- [DATA FOR REVIEW]:
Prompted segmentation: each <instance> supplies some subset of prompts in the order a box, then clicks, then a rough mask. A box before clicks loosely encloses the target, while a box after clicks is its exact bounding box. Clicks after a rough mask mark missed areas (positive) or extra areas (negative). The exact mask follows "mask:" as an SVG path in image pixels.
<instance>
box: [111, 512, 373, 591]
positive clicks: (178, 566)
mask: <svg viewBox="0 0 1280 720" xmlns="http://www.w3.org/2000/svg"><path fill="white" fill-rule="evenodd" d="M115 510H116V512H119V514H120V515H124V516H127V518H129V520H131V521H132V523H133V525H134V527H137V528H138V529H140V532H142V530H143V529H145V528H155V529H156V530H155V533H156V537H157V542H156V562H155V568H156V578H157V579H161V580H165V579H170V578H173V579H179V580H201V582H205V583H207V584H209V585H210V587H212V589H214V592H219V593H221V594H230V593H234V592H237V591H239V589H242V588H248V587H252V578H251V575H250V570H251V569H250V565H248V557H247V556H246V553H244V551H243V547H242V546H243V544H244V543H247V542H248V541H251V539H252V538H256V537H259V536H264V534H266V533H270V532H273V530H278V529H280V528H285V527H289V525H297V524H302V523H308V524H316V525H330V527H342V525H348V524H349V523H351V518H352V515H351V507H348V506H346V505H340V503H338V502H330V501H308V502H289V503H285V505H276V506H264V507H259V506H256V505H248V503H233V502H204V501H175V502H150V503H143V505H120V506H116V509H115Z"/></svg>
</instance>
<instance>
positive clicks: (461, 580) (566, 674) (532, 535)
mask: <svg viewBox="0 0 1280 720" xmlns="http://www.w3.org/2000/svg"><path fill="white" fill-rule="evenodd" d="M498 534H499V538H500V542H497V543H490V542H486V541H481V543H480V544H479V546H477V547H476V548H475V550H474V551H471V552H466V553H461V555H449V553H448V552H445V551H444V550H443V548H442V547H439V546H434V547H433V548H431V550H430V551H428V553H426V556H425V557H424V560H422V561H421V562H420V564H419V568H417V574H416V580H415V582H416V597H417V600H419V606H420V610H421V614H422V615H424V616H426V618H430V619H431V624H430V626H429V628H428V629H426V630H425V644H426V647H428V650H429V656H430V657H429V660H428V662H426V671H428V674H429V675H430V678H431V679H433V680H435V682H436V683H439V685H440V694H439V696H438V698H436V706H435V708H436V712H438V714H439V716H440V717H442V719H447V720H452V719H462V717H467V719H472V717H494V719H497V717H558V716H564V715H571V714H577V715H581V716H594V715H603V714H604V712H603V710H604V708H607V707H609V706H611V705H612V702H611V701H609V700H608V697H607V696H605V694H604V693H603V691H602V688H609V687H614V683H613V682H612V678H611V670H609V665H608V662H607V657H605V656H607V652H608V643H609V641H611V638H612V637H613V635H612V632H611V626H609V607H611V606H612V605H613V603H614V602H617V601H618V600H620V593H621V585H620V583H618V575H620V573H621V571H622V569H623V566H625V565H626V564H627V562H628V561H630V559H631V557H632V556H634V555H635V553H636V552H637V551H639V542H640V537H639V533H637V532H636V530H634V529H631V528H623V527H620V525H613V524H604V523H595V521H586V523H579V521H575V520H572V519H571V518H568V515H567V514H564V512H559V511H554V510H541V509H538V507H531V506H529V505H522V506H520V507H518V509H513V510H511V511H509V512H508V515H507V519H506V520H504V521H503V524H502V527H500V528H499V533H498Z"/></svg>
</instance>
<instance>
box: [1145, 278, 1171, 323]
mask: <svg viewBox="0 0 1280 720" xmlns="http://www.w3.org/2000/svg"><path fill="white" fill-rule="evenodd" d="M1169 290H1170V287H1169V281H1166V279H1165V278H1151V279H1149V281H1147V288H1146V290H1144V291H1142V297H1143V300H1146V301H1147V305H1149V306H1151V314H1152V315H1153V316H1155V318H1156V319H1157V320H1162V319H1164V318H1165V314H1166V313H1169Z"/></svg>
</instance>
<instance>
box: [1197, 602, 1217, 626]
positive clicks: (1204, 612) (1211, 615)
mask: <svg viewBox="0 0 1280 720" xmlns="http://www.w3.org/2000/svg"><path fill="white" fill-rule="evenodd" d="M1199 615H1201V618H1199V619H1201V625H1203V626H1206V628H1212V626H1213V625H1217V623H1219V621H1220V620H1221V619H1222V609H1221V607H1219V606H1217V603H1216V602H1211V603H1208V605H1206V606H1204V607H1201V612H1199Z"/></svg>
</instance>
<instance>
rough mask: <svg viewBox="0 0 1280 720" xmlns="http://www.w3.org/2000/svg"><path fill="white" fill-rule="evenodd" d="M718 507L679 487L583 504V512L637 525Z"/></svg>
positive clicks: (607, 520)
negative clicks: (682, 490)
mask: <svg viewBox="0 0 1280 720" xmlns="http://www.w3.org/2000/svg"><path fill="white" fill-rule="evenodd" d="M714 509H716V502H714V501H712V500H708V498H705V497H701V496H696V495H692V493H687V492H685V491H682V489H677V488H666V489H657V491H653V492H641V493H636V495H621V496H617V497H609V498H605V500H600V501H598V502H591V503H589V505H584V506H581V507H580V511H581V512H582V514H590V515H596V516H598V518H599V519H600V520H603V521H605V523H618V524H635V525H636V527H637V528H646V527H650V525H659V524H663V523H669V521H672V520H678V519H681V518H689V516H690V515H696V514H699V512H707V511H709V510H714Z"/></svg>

- [WORK ITEM]: The lines above should be duplicated exactly.

- [EXERCISE SOLUTION]:
Prompted segmentation: each <instance> supplies some subset of prompts in the order a box, then clicks, then a rough mask. A box before clicks loosely encloses the target, while a box after clicks is its exact bounding box. Clicks after a rough mask mark missed areas (positive) or extra areas (negative). The exact mask follows "mask:" as an SVG path in image pixels.
<instance>
box: [111, 512, 373, 591]
positive clicks: (178, 566)
mask: <svg viewBox="0 0 1280 720" xmlns="http://www.w3.org/2000/svg"><path fill="white" fill-rule="evenodd" d="M115 510H116V512H119V514H120V515H124V516H127V518H129V520H131V521H132V523H133V525H134V527H137V528H138V529H140V532H142V530H143V529H145V528H155V529H156V530H155V533H156V537H157V542H156V562H155V568H156V578H157V579H161V580H165V579H170V578H173V579H179V580H201V582H205V583H207V584H209V585H210V587H212V589H214V592H219V593H221V594H230V593H234V592H237V591H239V589H242V588H248V587H252V578H251V575H250V570H251V569H250V565H248V557H247V556H246V553H244V551H243V547H242V546H243V544H244V543H247V542H248V541H251V539H252V538H256V537H259V536H264V534H266V533H270V532H273V530H278V529H280V528H285V527H289V525H297V524H302V523H308V524H316V525H330V527H342V525H348V524H349V523H351V518H352V515H351V507H348V506H346V505H340V503H338V502H330V501H308V502H289V503H285V505H276V506H264V507H259V506H256V505H248V503H233V502H204V501H175V502H150V503H143V505H120V506H116V509H115Z"/></svg>
</instance>
<instance>
positive clicks: (461, 580) (566, 674) (532, 535)
mask: <svg viewBox="0 0 1280 720" xmlns="http://www.w3.org/2000/svg"><path fill="white" fill-rule="evenodd" d="M498 534H499V538H500V542H497V543H490V542H486V541H481V543H480V544H479V546H477V547H476V548H475V550H474V551H471V552H466V553H461V555H449V553H448V552H445V551H444V550H443V548H442V547H439V546H434V547H433V548H431V550H430V551H428V553H426V556H425V557H424V560H422V561H421V562H420V564H419V568H417V574H416V580H415V582H416V597H417V600H419V606H420V610H421V614H422V615H424V616H426V618H430V619H431V624H430V626H429V628H428V629H426V630H425V644H426V647H428V650H429V656H430V657H429V660H428V662H426V671H428V674H429V675H430V678H431V679H433V680H435V682H436V683H439V685H440V694H439V696H438V698H436V706H435V708H436V712H438V714H439V716H440V717H442V719H447V720H452V719H462V717H467V719H472V717H494V719H497V717H558V716H564V715H571V714H577V715H581V716H594V715H603V714H604V712H603V710H604V708H607V707H609V706H611V705H612V702H611V701H609V700H608V697H607V696H605V694H604V693H603V691H602V688H609V687H614V683H613V682H612V678H611V670H609V665H608V662H607V657H605V656H607V652H608V643H609V641H611V638H612V637H613V635H612V632H611V626H609V607H611V606H612V605H613V603H614V602H617V601H618V600H620V593H621V585H620V583H618V575H620V573H621V571H622V569H623V566H625V565H626V564H627V562H628V561H630V559H631V557H632V556H634V555H635V553H636V552H637V551H639V542H640V537H639V533H637V532H636V530H634V529H631V528H623V527H620V525H613V524H604V523H595V521H586V523H579V521H575V520H572V519H571V518H568V515H567V514H564V512H559V511H554V510H541V509H538V507H531V506H529V505H522V506H520V507H518V509H513V510H511V511H509V512H508V515H507V519H506V520H504V521H503V524H502V527H500V528H499V533H498Z"/></svg>
</instance>
<instance>
box: [1145, 278, 1171, 323]
mask: <svg viewBox="0 0 1280 720" xmlns="http://www.w3.org/2000/svg"><path fill="white" fill-rule="evenodd" d="M1169 290H1170V287H1169V281H1166V279H1165V278H1151V279H1149V281H1147V288H1146V290H1144V291H1142V297H1143V300H1146V301H1147V305H1149V306H1151V314H1152V315H1153V316H1155V318H1156V319H1157V320H1162V319H1164V318H1165V314H1166V313H1169Z"/></svg>
</instance>
<instance>
box: [1197, 602, 1217, 626]
positive clicks: (1204, 612) (1211, 615)
mask: <svg viewBox="0 0 1280 720" xmlns="http://www.w3.org/2000/svg"><path fill="white" fill-rule="evenodd" d="M1199 615H1201V618H1199V619H1201V625H1203V626H1206V628H1212V626H1213V625H1217V623H1219V621H1220V620H1221V619H1222V609H1221V607H1219V606H1217V603H1216V602H1211V603H1208V605H1206V606H1204V607H1201V612H1199Z"/></svg>
</instance>
<instance>
rough mask: <svg viewBox="0 0 1280 720" xmlns="http://www.w3.org/2000/svg"><path fill="white" fill-rule="evenodd" d="M718 507L679 487L583 504V512L637 525Z"/></svg>
positive clicks: (607, 520)
negative clicks: (682, 490)
mask: <svg viewBox="0 0 1280 720" xmlns="http://www.w3.org/2000/svg"><path fill="white" fill-rule="evenodd" d="M714 509H716V502H714V501H712V500H708V498H705V497H701V496H696V495H692V493H687V492H685V491H682V489H677V488H666V489H657V491H653V492H641V493H636V495H621V496H617V497H609V498H605V500H600V501H598V502H591V503H589V505H584V506H581V507H580V511H581V512H582V514H590V515H596V516H598V518H599V519H600V520H603V521H605V523H618V524H635V525H636V527H637V528H646V527H650V525H659V524H663V523H669V521H672V520H678V519H681V518H689V516H690V515H696V514H699V512H707V511H709V510H714Z"/></svg>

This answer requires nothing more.